# TEKST ŹRÓDŁOWY:
▬▬▬▬▬▬▬▬▬▬
Sztuczna inteligencja – szansa lub zagrożenie

Historia uczy, że potrafimy dostosować się do zmian społecznych, czego przykładem jest gwałtowny rozwój przemysłu czy rewolucja cyfrowa – mówi Ignacy Święcicki z Polskiego Instytutu Ekonomicznego. 
Sztuczna inteligencja – szansa lub zagrożenie

„Obserwator Finansowy”: Czy nowe technologie sprzyjają tworzeniu nowych miejsc pracy?

Ignacy Święcicki: Spójrzmy szerzej niż na ostatnie dwa lata. Według niektórych szacunków dzisiaj ok. 60 proc. pracowników pracuje w zawodach, których nie było w 1940 r. Innymi słowy, okres rozwoju i zmian technologicznych ostatnich dekad przyczynił się do wzrostu liczby miejsc pracy. Obecne tempo zmian jest bardzo szybkie i w związku z tym, co zupełnie zrozumiałe, może budzić niepokój.

W czasach rewolucji przemysłowej pojawił się ruch luddystów, bojących się nowych technologii. Kiedyś mówiono, że maszyny zabiorą nam pracę, teraz o to samo oskarżamy sztuczną inteligencję. Odkąd pojawił się ChatGPT, dużo częściej słychać pytania o to, kto najszybciej zostanie zastąpiony przez AI. Jak uspokoić ludzi przed utratą miejsc pracy? A może nowe technologie jednak nam zagrażają?
▬▬▬▬▬▬▬▬▬▬
# POLECENIE 1:
Przełóż na angielski to zdanie z tekstu o sztucznej inteligencji: „Według niektórych szacunków dzisiaj ok. 60 proc. pracowników pracuje w zawodach, których nie było w 1940 r.”
# POLECENIE 2:
Pisz dalej tekst o sztucznej inteligencji, zaczynając zaraz po jego ostatnim zdaniu.

# DOSTARCZONE DANE:
▬▬▬▬▬▬▬▬▬▬
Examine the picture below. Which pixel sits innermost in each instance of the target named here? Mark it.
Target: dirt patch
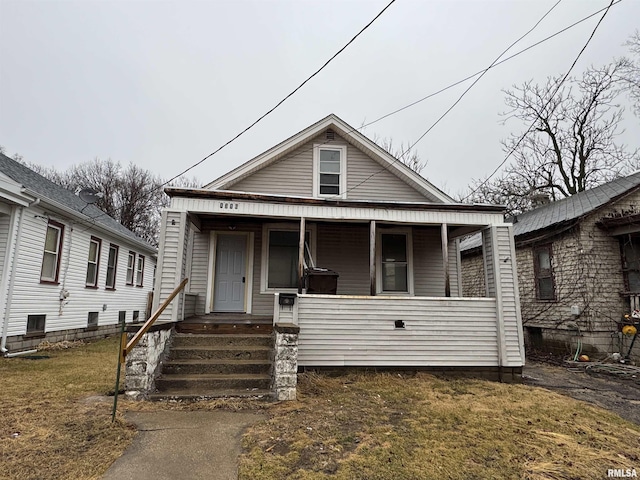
(619, 395)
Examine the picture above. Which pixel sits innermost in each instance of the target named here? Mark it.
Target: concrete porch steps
(216, 365)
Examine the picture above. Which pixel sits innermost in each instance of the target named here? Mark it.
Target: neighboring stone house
(578, 262)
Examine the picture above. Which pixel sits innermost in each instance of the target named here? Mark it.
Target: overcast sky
(164, 83)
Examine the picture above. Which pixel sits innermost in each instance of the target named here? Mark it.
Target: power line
(446, 112)
(284, 99)
(493, 66)
(564, 78)
(481, 72)
(276, 105)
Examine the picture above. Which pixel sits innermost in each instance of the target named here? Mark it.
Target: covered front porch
(398, 300)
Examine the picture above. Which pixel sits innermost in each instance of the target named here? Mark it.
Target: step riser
(187, 340)
(224, 369)
(224, 329)
(208, 384)
(233, 354)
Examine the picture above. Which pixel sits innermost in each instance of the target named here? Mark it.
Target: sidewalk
(185, 445)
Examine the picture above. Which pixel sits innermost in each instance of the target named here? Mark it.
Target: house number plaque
(228, 205)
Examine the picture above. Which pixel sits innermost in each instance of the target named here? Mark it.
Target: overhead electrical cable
(458, 100)
(564, 78)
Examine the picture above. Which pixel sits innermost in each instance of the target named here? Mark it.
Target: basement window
(35, 325)
(92, 320)
(543, 270)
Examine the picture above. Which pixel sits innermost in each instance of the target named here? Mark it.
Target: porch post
(372, 257)
(301, 256)
(445, 259)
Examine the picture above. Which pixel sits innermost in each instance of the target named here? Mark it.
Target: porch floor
▬▬▬▬▬▬▬▬▬▬
# WYNIK ĆWICZENIA 1:
According to some estimates, about 60 percent of workers today work in occupations that did not exist in 1940.

# WYNIK ĆWICZENIA 2:
Zmiana technologiczna wiąże się z transformacją miejsca pracy, a zachodząca tak szybko jak obecnie może budzić szczególny niepokój. Wolę jednak mówić o tym, że technologie przejmują pewne czynności w ramach obowiązków. Oczywiście, jeśli czyjeś wszystkie zadania wchodzą w zakres czynności, które można zautomatyzować, to miejsce pracy w dotychczasowej formie może zniknąć. Część miejsc pracy zostanie połączona. Jednocześnie wykonywanie wielu zadań będzie ułatwione i przyspieszone. W przypadku pracy dziennikarskiej nowe technologie przyspieszają research i czynności techniczne, jak chociażby spisywanie wywiadów. Technologie wyręczają nas z konkretnej czynności, a zawód dziennikarza pozostaje.

Zobacz również

https://www.obserwatorfinansowy.pl/tematyka/makroekonomia/trendy-gospodarcze/dwie-pulapki-rozwoju-ai/

Sto lat temu naukowcy potrafili napisać dziesiątki książek bez obecnych technologii, a dziś właśnie one odciągają nas od naszych obowiązków. Mimo technologii, które tak ułatwiają pracę, nie jesteśmy jednak bardziej twórczy od naszych poprzedników.

Teraz powstaje znacznie więcej treści niż kiedyś – bycie twórcą niesłychanie się zdemokratyzowało. W wielu obszarach jesteśmy dużo bardziej efektywni, wytwarzamy dużo większą wartość.

Pod warunkiem, że technologie nie będą nas rozpraszać. Mało który autor pisze dziesiątki książek, mimo że teoretycznie wszystko trwa krócej. Technologie sprawiają, że tracimy koncentrację na naszym głównym zadaniu.

Jako pisarze albo naukowcy na pewno jesteśmy o wiele bardziej produktywni, gdyż dzięki technologiom możemy wytworzyć znacznie więcej rzeczy w zdecydowanie krótszym czasie. Rozpraszanie naszej uwagi przez technologie to raczej zagadnienie z dziedziny neurologii czy psychologii niż ekonomii. Wiele badań pokazuje, że technologie mogą wprawdzie negatywnie oddziaływać na różne aspekty naszego skupienia, ale też nie należy porównywać naszej sytuacji społeczno-ekonomicznej z tym, co było wieki temu, ponieważ bezspornie zmieniły się warunki naszego otoczenia. Można też, nieco przewrotnie, powiedzieć, że teraz pisarz oprócz napisania książki ma jeszcze czas porozmawiać na czacie z przyjaciółmi lub obejrzeć inspirujący film. Kiedyś nie starczyłoby mu na to czasu albo w ogóle nie było takiej możliwości.

Jaka zmiana technologiczna może mieć największy wpływ na funkcjonowanie biznesu?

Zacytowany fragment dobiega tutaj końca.